Items from a dataset:
______
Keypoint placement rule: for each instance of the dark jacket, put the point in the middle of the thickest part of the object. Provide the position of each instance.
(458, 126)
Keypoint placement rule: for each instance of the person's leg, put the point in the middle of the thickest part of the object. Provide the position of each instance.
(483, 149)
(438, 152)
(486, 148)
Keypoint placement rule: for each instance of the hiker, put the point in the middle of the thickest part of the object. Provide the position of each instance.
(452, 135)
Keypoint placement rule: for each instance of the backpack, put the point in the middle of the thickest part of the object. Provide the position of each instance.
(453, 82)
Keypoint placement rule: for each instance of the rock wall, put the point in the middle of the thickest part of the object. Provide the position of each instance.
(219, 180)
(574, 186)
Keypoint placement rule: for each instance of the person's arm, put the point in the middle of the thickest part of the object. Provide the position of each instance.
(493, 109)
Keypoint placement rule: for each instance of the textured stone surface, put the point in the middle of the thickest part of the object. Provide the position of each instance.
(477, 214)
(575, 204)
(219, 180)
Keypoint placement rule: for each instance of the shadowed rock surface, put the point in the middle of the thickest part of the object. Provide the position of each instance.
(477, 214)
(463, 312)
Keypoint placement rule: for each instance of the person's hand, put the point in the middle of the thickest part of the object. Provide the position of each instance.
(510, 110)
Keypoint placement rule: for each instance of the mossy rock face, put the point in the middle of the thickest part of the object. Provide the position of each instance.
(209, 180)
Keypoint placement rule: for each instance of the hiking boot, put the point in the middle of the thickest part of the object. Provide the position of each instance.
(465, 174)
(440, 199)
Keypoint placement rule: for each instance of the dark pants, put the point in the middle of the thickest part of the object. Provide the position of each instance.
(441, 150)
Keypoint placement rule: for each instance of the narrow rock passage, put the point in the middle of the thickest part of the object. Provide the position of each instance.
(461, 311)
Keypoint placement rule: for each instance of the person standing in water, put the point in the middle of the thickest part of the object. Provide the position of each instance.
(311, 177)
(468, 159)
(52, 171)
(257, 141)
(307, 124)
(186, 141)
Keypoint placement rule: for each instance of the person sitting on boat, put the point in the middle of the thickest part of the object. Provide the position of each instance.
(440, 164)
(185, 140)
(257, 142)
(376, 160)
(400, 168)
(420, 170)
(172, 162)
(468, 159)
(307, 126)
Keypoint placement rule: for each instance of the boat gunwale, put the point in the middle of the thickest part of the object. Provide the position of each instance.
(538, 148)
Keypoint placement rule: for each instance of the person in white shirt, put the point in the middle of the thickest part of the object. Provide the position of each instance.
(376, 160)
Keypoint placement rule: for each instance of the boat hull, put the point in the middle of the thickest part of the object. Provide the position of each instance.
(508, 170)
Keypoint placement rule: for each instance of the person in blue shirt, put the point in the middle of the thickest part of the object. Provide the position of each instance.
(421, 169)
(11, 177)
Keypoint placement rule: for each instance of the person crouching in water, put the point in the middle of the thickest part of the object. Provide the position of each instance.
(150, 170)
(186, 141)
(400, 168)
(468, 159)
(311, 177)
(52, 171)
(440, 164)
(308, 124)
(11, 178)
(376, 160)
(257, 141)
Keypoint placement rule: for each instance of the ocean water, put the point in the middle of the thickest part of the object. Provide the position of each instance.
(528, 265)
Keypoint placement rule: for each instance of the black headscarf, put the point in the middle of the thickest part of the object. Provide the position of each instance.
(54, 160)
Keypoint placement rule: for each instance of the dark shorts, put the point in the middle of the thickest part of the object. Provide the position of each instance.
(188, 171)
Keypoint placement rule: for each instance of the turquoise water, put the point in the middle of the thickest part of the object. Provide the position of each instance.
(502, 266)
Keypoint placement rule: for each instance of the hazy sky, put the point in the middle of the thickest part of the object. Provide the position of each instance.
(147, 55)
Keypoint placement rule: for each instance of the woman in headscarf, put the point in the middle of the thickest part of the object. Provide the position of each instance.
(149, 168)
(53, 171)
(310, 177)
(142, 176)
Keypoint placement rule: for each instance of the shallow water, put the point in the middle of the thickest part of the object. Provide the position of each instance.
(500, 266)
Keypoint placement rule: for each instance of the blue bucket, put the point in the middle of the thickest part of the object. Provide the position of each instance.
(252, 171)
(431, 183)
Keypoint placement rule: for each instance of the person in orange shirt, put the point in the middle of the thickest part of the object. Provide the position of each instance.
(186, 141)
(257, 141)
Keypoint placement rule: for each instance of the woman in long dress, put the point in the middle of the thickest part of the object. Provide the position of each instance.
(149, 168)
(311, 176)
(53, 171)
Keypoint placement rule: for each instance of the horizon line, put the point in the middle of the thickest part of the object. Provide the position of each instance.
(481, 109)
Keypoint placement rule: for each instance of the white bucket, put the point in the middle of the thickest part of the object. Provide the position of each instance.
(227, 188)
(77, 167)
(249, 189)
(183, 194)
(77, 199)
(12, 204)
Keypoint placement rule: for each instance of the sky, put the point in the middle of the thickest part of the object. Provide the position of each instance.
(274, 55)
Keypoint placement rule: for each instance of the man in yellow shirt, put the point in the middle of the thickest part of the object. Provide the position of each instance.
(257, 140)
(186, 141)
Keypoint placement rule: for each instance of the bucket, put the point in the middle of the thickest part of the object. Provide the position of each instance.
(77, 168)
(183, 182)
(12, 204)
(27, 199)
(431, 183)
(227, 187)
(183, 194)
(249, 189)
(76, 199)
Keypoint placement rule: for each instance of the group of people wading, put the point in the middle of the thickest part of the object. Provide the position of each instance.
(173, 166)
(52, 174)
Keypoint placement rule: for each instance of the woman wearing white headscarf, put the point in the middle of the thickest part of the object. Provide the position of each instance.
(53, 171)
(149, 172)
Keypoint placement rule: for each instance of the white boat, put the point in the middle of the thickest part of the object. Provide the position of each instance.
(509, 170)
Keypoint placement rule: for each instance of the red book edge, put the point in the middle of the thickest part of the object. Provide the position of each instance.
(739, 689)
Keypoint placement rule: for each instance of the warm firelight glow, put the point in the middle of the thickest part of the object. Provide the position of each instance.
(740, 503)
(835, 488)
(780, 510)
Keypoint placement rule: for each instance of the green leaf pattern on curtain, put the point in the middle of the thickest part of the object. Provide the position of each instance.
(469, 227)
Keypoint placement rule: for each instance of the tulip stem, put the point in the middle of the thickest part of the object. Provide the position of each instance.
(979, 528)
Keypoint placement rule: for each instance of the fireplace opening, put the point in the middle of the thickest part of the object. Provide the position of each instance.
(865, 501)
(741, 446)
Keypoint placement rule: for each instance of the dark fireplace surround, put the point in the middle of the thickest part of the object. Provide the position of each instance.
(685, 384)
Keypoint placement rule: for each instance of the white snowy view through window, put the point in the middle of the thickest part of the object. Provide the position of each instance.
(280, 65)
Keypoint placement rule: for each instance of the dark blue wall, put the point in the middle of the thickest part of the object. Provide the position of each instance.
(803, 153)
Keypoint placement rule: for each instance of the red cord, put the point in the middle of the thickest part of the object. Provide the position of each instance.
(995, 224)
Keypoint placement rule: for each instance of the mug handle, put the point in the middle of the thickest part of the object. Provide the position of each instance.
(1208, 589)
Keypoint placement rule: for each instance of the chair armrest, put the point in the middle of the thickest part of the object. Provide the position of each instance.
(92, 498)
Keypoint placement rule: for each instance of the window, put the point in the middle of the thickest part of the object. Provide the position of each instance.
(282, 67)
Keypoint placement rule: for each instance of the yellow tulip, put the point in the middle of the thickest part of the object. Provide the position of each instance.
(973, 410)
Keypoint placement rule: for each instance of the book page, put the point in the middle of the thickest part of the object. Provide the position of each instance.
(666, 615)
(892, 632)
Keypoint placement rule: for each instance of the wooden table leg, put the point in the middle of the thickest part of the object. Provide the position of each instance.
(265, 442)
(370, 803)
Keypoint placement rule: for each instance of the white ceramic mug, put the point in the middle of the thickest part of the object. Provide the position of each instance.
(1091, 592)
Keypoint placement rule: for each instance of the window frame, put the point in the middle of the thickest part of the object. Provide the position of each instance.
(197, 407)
______
* _Aim_
Nothing but the lines from the line with "Keypoint placement rule: for each instance of the dark fireplace" to the last line of the listing above should appear; please retype them exactly, both ends included.

* _Result of this exercise_
Keypoint placement rule: for each instance of the dark fireplace surround, put the point in the middle of the thickest part of the object. Provide the position of each instance.
(685, 384)
Keypoint placement rule: for each instance of the white snowy view through window, put the point in the middle of the thickest part of the object. Provide the position of each instance.
(280, 65)
Keypoint placement rule: for each instance of the dark blue wall, put the point in the middle of the thickest part of the object. Provide the position of each instance.
(803, 153)
Keypoint placement rule: for each instance of the red cord, put the point in the middle of the thickest part of the object. Provide the position of each instance.
(995, 224)
Keypoint placement rule: for each instance of the mug handle, put the point in the middle of the thickest part of the object. Provide the position of each instance.
(1208, 589)
Keypoint placement rule: for each instance of the chair armrest, put the point in the middle of the thickest part of the object. Provide the position of each instance.
(92, 498)
Keypoint placement rule: for each instance of the window, put the point in the middle of the thickest part of the object. Provide the position of each instance.
(282, 67)
Keypoint placement rule: for each instance of the yellow tulip, put the point in the middle of the thickest part of the object. Provide the position of each instance.
(973, 410)
Keypoint placement rule: for each instance of the book page, put the point in the middle of the thickest part of the object. Provide the position of each instance.
(666, 615)
(892, 632)
Keypoint placement rule: for each instance of the wooden table leg, put the point in the middle of the thickest part of the object. Provide the position of each instance.
(265, 442)
(370, 803)
Keypoint placement rule: for each instance of the white ceramic mug, put the point in the middle of the thickest part of the object. Provide the position of each instance.
(1091, 592)
Keypoint placement rule: for each instance of the window frame, put the point in the middle of the thickest part of the object. Provide the position of each instance.
(197, 407)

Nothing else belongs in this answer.